▶ What is being asked
Gather every line in the rows below that contains the string "range", and copy each of those lines out. Case counts, so match uppercase and lowercase letters exactly.

Rows from a dataset

^^^^^^^^

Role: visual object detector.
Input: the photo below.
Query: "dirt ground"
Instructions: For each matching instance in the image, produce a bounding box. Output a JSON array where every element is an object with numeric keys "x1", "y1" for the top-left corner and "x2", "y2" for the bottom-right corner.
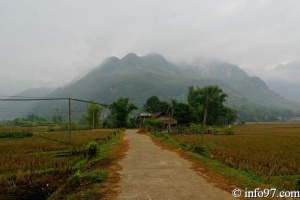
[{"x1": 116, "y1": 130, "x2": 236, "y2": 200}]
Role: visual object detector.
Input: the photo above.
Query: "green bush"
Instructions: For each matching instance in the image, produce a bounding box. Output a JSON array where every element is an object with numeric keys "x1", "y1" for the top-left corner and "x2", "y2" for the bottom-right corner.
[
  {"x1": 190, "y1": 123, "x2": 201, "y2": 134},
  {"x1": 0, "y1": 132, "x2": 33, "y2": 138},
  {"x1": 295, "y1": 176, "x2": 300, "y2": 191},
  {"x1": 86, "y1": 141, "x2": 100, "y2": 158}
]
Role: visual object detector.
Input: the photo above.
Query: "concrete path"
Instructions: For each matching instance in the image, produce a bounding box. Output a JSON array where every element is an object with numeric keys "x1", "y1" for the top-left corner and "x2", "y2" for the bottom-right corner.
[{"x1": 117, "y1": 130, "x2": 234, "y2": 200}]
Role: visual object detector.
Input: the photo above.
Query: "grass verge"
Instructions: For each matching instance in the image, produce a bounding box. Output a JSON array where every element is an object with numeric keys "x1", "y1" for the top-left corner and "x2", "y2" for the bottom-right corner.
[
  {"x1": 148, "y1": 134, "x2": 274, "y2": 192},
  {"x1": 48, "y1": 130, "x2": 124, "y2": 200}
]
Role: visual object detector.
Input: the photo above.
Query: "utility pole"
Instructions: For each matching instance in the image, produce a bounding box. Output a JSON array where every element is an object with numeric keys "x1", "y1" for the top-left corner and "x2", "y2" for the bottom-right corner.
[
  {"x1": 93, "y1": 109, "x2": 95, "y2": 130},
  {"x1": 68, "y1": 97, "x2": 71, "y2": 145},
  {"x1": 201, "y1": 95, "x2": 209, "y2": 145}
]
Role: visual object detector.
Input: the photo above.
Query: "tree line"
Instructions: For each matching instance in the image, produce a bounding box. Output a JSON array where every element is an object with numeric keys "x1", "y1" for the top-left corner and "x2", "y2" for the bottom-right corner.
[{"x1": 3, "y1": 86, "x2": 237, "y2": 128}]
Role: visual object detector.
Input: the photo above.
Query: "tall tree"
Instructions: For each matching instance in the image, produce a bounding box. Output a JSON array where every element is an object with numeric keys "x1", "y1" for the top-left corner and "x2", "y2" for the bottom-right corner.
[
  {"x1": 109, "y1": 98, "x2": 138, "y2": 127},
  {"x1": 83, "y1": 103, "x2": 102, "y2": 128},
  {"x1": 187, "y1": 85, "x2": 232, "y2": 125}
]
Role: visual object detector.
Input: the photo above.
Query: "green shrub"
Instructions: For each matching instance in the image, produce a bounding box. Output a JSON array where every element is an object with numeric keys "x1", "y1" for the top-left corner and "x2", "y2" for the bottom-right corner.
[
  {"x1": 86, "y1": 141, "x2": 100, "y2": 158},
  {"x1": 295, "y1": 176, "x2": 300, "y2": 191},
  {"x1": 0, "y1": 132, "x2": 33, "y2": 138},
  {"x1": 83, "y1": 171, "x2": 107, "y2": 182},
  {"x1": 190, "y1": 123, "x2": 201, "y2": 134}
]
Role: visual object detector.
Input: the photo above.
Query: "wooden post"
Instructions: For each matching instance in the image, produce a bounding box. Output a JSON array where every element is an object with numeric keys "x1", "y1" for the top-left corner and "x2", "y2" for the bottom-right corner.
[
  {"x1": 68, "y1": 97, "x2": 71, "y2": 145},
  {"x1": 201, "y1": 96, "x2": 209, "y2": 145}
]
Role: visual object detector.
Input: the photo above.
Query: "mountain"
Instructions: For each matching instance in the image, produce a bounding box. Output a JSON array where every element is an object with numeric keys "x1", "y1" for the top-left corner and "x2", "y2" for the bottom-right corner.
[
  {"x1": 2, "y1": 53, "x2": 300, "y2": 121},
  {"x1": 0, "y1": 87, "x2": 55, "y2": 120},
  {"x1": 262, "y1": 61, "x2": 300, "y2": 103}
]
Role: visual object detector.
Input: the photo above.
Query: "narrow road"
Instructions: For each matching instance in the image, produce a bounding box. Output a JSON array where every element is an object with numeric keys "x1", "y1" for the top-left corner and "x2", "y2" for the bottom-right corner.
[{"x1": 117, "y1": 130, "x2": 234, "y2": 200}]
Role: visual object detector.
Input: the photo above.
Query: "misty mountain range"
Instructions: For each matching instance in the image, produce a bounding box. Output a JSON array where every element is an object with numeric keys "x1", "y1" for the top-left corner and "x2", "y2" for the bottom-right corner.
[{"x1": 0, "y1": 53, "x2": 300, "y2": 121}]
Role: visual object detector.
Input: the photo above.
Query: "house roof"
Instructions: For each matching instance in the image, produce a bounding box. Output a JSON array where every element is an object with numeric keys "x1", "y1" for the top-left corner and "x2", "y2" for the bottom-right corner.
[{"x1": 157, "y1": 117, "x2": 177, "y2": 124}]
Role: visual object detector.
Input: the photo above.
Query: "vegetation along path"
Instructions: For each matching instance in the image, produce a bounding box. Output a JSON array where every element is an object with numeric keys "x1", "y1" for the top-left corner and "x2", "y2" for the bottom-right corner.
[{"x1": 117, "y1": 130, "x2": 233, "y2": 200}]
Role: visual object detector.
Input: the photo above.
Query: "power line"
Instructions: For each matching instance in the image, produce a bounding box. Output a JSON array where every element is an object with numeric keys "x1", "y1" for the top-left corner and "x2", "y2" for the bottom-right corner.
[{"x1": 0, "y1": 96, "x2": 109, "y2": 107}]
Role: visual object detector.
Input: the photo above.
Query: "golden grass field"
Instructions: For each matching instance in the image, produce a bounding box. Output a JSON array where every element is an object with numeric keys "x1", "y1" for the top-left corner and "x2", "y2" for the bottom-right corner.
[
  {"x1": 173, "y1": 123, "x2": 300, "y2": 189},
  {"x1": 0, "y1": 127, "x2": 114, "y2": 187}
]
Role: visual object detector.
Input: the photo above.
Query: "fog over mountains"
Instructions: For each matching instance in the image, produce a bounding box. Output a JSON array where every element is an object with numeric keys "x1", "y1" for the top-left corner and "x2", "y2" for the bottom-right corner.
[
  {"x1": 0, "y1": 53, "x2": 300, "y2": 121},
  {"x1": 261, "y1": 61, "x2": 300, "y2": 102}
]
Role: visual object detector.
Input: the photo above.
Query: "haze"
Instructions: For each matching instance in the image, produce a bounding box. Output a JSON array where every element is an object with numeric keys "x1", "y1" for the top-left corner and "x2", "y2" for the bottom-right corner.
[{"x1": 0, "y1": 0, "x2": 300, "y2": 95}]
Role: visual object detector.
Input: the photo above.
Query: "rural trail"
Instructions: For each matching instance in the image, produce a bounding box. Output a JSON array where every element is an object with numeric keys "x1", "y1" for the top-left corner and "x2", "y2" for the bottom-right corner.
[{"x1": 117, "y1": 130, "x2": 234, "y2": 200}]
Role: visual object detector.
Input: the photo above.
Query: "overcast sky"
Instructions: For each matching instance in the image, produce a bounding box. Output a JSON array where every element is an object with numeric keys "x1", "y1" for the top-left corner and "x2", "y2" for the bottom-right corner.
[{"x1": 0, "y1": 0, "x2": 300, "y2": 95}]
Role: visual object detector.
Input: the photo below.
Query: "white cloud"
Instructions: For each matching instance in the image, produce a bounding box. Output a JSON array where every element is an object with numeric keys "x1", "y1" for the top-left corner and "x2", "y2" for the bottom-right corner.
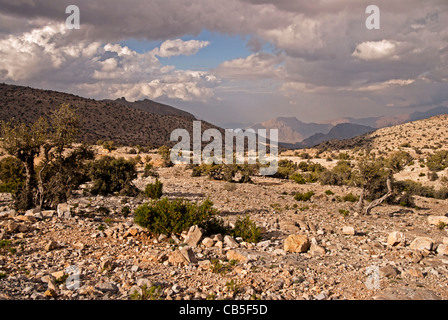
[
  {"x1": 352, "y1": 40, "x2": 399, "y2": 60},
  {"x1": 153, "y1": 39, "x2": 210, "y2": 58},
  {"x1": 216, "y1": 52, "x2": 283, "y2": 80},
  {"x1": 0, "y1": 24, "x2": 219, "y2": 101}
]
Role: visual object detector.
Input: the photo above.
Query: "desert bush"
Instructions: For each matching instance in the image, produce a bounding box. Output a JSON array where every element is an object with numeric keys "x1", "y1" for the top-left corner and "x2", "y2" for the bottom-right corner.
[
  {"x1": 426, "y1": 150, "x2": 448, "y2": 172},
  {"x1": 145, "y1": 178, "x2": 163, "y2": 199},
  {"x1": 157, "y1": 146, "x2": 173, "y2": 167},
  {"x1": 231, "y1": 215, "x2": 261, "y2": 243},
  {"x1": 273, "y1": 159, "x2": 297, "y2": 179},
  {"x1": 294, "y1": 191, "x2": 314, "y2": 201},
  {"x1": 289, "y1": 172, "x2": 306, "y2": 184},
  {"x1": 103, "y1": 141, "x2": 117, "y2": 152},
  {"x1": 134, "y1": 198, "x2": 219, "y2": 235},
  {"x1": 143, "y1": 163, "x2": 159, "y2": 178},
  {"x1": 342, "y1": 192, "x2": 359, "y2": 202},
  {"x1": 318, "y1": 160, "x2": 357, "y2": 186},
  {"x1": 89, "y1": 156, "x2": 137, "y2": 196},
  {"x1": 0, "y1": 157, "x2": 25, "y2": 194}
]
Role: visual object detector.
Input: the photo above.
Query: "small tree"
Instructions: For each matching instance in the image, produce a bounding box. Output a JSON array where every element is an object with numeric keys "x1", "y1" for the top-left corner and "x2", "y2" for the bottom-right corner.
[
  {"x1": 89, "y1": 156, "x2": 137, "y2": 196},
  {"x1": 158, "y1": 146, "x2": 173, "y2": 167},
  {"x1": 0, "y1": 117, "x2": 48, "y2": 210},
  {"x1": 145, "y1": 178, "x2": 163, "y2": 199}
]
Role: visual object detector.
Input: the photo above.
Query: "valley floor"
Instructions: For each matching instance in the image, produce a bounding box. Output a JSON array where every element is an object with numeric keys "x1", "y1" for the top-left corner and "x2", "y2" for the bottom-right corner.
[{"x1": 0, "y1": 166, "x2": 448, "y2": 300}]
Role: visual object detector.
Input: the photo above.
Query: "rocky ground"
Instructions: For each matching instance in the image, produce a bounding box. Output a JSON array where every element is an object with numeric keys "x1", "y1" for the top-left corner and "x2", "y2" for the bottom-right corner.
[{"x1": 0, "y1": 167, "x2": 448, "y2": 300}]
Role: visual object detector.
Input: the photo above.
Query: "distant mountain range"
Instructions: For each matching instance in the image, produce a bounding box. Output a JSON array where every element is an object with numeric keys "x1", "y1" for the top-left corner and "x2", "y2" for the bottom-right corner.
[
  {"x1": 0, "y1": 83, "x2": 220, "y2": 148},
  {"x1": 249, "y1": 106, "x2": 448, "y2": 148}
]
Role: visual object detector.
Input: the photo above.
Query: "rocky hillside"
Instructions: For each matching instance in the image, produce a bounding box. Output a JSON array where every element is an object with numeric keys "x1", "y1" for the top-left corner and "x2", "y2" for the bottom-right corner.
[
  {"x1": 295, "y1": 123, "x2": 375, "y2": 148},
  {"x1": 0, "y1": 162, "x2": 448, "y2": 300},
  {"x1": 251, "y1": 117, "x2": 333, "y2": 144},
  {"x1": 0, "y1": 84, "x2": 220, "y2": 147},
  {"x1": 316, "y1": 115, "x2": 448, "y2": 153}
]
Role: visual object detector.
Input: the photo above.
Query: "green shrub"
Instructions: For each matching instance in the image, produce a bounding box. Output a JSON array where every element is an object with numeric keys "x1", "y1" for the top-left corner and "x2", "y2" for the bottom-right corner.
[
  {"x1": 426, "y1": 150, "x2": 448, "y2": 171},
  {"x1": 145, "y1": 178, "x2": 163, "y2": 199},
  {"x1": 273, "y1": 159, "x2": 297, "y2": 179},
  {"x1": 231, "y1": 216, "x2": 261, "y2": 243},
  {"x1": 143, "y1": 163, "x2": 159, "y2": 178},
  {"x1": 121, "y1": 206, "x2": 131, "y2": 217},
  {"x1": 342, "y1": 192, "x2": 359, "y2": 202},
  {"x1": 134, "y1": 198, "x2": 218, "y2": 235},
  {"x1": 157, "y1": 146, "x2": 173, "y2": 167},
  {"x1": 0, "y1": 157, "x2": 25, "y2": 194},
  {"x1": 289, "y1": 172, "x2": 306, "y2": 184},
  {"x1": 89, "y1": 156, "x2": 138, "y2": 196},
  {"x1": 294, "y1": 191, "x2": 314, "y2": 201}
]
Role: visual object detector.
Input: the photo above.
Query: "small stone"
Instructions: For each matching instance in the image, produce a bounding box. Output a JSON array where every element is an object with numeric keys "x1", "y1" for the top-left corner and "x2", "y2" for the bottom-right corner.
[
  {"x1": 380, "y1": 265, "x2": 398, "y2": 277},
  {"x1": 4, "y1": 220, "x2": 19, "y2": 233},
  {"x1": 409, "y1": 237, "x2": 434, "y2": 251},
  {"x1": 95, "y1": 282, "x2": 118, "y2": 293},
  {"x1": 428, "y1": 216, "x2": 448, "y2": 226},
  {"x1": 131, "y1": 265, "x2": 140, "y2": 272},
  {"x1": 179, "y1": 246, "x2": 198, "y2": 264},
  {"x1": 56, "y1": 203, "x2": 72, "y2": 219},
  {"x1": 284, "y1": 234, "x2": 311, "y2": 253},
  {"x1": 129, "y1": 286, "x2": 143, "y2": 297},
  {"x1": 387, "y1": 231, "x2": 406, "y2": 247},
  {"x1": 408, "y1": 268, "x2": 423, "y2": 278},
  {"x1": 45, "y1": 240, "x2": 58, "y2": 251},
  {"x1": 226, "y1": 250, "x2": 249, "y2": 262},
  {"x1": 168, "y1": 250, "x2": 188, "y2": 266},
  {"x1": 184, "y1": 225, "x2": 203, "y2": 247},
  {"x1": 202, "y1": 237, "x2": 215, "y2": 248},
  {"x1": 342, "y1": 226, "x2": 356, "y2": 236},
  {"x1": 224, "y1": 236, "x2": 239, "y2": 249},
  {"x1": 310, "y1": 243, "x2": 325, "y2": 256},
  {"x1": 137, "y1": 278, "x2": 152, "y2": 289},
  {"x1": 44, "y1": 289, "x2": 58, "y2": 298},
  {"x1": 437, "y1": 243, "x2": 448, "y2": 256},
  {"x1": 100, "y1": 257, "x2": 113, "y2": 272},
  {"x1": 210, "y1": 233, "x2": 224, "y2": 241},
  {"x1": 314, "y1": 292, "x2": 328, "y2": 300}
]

^^^^^^^^

▶ Complete answer
Query: "misty mountain range"
Query: "distant mountain range"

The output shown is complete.